• **TASK**
The answer must be every line of the records below that contains the word "white", copied out.

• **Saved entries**
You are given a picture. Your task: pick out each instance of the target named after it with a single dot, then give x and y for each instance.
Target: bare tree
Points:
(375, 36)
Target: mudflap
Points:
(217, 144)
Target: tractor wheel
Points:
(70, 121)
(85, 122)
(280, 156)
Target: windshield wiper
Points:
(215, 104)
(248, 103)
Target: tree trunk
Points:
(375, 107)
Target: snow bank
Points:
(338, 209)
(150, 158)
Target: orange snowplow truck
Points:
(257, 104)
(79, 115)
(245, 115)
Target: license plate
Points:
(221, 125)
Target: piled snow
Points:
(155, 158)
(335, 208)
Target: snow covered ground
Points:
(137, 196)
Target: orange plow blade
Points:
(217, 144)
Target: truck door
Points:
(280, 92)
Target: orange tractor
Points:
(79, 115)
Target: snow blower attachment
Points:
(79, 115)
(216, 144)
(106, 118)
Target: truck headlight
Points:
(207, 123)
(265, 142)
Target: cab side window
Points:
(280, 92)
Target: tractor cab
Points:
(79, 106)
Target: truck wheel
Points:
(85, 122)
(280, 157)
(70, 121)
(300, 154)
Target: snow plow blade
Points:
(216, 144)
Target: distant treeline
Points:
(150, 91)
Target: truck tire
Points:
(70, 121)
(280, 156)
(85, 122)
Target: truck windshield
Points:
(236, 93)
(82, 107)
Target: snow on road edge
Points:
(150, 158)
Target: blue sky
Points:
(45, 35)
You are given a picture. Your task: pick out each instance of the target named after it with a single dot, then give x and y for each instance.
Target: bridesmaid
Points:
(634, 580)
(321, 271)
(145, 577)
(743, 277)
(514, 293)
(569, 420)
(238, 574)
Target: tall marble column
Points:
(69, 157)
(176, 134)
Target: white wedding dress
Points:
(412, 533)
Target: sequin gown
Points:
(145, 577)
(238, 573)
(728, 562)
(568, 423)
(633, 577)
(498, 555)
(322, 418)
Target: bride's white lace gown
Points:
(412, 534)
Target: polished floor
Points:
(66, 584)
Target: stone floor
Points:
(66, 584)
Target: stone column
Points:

• **REPLY TO THE EXERCISE**
Target: white wedding dress
Target: bride's white lace gown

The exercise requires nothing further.